-- CONSIGNE --
Citez mot pour mot le passage du texte sur l'intoxication au plomb dans un logement loué qui va de « Sur ce , la » jusqu'à « des locaux loués. », ces deux extrémités comprises.
──────── TEXTE FOURNI ────────
En appel, ils font valoir que l’ensemble de la famille a subi pendant sept années une exposition au plomb dangereuse jusqu’à leur départ à la fin février 2011. Ils relèvent que le docteur S. a retenu, dans son rapport, une intoxication au plomb à partir de fin 2004 sur l’ensemble des enfants de la famille et de la mère. Ils affirment que la cause du saturnisme est immobilière critiquant le rapport de M. G. au motif qu’il a outrepassé sa mission d’expertise en se prononçant sur la question des répercussions de la présence de plomb dans le logement sur la santé de la famille. Ils concluent au caractère indécent du logement compte tenu de la présence de plomb dans l’ensemble des pièces. Ils invoquent également une violation par le bailleur de l’obligation de leur assurer la jouissance paisible d’un logement exempt de vices cachés. Ils estiment que l’intoxication au plomb de l’ensemble de la famille mérite une indemnisation.
En réponse, le bailleur fait valoir que l’exposition au plomb ne lui est pas imputable estimant que sa responsabilité ne peut être retenue compte tenu de l’absence d’origine immobilière d’intoxication au plomb de la famille. Il fait à cet égard valoir que l’expert a conclu que les travaux effectués en 2007/2008 ont été suffisants pour enlever le plomb et soutient qu’à l’analyse des conclusions expertales la cause la plus probable d’intoxication serait l’utilisation par cette dernière de poudre de khôl traditionnel. Le bailleur ajoute qu’en tout état de cause le logement a été considéré comme décent par l’expert. La bailleur en conclut que le lien d’imputabilité entre la plombémie et la présence de plomb dans le logement n’est pas démontré soulignant le comportement fautif de la famille dans la mesure où les dégradations de la peinture et du revêtement résulte de chocs provenant des occupants.
Sur ce , la Cour rappelle en préambule que selon l’article 6 de la loi du 6 juillet 1989, le bailleur est obligé d’assurer au locataire la jouissance paisible du logement et de le garantir des vices ou défauts de nature à y faire obstacle. Et le même article 6, tel qu’issu de la loi du 13 décembre 2000 relative à la solidarité et au renouvellement urbains (SRU), précise que le bailleur est tenu de remettre au locataire un logement décent ne laissant pas apparaître de risques manifestes pouvant porter atteinte à la sécurité physique ou à la santé et doté des éléments le rendant conforme à l’usage d’habitation et d’entretenir les locaux en état de servir à l’usage prévu par le contrat et d’y faire toutes les réparations, autres que locatives, nécessaires au maintien en état et à l’entretien normal des locaux loués.
La Cour ajoute que l’art. 20-1 toujours issu de la loi du 13 décembre 2000, applicable aux contrats en cours, prévoit que si le logement loué ne satisfait pas aux dispositions des premier et deuxième alinéas de l’article 6, le locataire peut demander au propriétaire leur mise en conformité sans qu’il soit porté atteinte à la validité du contrat en cours.
Aussi, reprenant les conclusions de l’expert suivant lesquelles : « en résumé, la peinture, par sa dégradation, notamment à cause de l’humidité et de l’ancienneté de la peinture, a libéré le plomb sous forme d’écailles puis de poussières et a présenté un risque de saturnisme’, la Cour constate qu’il apparaît que le logement donné à bail présentait des défauts faisant obstacle à la jouissance paisible du logement c’est-à-dire des risques pouvant porter atteinte à la santé de ses occupants » et retenant que le bailleur ne pouvait ignorer la toxicité des peintures au plomb vieillissantes, la Cour retient sa responsabilité tout en constatant que celui-ci a effectué « très rapidement » les travaux utiles puis, au vu de la réitération de la difficulté, procéder là encore « très rapidement » au relogement de la famille. Il est condamné au paiement d’une somme de 5 000 € en réparation du préjudice moral de la famille, la Cour relevant que l’intoxication au plomb a eu des effets néfastes sur la santé et que la famille a dû régulièrement subir des contrôles de leur plombémie et des examens médicaux divers, générateurs d’inquiétude.
──────── DONNÉES FOURNIES ────────
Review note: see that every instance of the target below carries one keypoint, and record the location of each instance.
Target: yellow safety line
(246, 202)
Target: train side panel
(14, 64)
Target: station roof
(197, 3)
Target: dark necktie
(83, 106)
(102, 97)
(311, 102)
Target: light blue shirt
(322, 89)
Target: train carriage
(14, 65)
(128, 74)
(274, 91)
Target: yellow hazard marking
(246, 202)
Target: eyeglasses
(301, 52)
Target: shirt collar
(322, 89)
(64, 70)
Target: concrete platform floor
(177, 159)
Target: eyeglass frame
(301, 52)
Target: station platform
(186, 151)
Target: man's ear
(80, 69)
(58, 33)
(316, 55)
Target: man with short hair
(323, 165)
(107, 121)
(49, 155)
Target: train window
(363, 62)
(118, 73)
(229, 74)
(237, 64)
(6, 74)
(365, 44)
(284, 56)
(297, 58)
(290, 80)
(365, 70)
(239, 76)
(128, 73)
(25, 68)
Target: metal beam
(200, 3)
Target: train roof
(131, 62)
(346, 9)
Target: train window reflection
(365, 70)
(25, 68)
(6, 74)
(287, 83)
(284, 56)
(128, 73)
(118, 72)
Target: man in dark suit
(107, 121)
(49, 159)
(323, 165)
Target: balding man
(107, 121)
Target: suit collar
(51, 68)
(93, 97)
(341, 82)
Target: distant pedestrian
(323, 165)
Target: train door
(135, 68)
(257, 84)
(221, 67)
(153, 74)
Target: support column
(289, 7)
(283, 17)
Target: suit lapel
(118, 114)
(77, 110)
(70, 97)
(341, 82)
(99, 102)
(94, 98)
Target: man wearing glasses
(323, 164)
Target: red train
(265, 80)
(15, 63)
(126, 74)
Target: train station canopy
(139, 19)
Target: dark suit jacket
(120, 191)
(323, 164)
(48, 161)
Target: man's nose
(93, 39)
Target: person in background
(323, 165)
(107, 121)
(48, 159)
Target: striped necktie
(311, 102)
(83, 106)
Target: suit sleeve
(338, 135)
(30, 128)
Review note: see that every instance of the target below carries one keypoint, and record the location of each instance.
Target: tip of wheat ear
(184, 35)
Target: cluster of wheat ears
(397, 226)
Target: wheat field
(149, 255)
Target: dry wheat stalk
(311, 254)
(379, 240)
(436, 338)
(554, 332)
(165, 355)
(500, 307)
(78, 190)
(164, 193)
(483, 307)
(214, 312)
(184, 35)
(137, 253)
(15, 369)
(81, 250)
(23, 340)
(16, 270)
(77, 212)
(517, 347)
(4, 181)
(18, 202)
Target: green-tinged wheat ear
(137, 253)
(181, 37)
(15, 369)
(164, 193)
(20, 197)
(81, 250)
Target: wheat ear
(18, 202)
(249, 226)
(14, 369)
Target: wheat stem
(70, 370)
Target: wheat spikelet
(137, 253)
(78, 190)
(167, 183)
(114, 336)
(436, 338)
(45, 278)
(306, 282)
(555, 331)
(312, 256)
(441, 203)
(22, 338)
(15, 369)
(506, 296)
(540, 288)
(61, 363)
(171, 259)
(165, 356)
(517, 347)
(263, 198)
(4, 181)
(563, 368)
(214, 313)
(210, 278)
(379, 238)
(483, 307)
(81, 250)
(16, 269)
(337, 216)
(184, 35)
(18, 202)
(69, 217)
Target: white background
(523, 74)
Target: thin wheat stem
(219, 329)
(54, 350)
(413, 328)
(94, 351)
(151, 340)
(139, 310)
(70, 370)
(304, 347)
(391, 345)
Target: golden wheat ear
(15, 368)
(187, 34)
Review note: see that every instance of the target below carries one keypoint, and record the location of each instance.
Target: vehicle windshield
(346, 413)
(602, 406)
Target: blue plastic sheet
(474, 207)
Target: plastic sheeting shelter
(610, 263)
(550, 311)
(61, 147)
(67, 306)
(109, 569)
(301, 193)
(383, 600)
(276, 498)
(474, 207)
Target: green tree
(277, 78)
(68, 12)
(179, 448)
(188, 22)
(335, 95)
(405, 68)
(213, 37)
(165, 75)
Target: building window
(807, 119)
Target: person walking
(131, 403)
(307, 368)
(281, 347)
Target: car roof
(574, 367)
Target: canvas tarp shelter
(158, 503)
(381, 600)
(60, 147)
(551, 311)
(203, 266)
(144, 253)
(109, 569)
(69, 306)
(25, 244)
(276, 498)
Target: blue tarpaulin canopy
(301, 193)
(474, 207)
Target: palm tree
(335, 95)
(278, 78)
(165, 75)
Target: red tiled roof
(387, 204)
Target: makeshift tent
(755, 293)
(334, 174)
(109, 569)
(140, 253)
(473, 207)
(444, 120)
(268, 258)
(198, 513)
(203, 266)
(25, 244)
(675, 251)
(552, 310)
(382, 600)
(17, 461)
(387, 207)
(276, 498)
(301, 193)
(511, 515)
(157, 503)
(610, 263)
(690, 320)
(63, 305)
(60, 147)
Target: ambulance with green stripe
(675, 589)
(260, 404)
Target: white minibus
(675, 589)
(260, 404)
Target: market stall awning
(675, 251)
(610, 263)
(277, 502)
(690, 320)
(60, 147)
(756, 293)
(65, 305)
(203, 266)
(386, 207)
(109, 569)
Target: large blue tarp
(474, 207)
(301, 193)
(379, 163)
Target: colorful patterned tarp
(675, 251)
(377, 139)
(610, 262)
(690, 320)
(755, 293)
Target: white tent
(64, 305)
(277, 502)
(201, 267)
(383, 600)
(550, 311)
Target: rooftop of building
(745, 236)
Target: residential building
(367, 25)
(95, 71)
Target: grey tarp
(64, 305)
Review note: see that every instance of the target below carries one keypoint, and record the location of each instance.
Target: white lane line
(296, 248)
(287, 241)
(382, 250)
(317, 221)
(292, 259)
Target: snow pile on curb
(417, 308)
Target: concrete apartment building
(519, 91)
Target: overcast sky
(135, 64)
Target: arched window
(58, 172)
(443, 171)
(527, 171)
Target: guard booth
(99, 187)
────────
-- RÉPONSE --
Sur ce , la Cour rappelle en préambule que selon l’article 6 de la loi du 6 juillet 1989, le bailleur est obligé d’assurer au locataire la jouissance paisible du logement et de le garantir des vices ou défauts de nature à y faire obstacle. Et le même article 6, tel qu’issu de la loi du 13 décembre 2000 relative à la solidarité et au renouvellement urbains (SRU), précise que le bailleur est tenu de remettre au locataire un logement décent ne laissant pas apparaître de risques manifestes pouvant porter atteinte à la sécurité physique ou à la santé et doté des éléments le rendant conforme à l’usage d’habitation et d’entretenir les locaux en état de servir à l’usage prévu par le contrat et d’y faire toutes les réparations, autres que locatives, nécessaires au maintien en état et à l’entretien normal des locaux loués.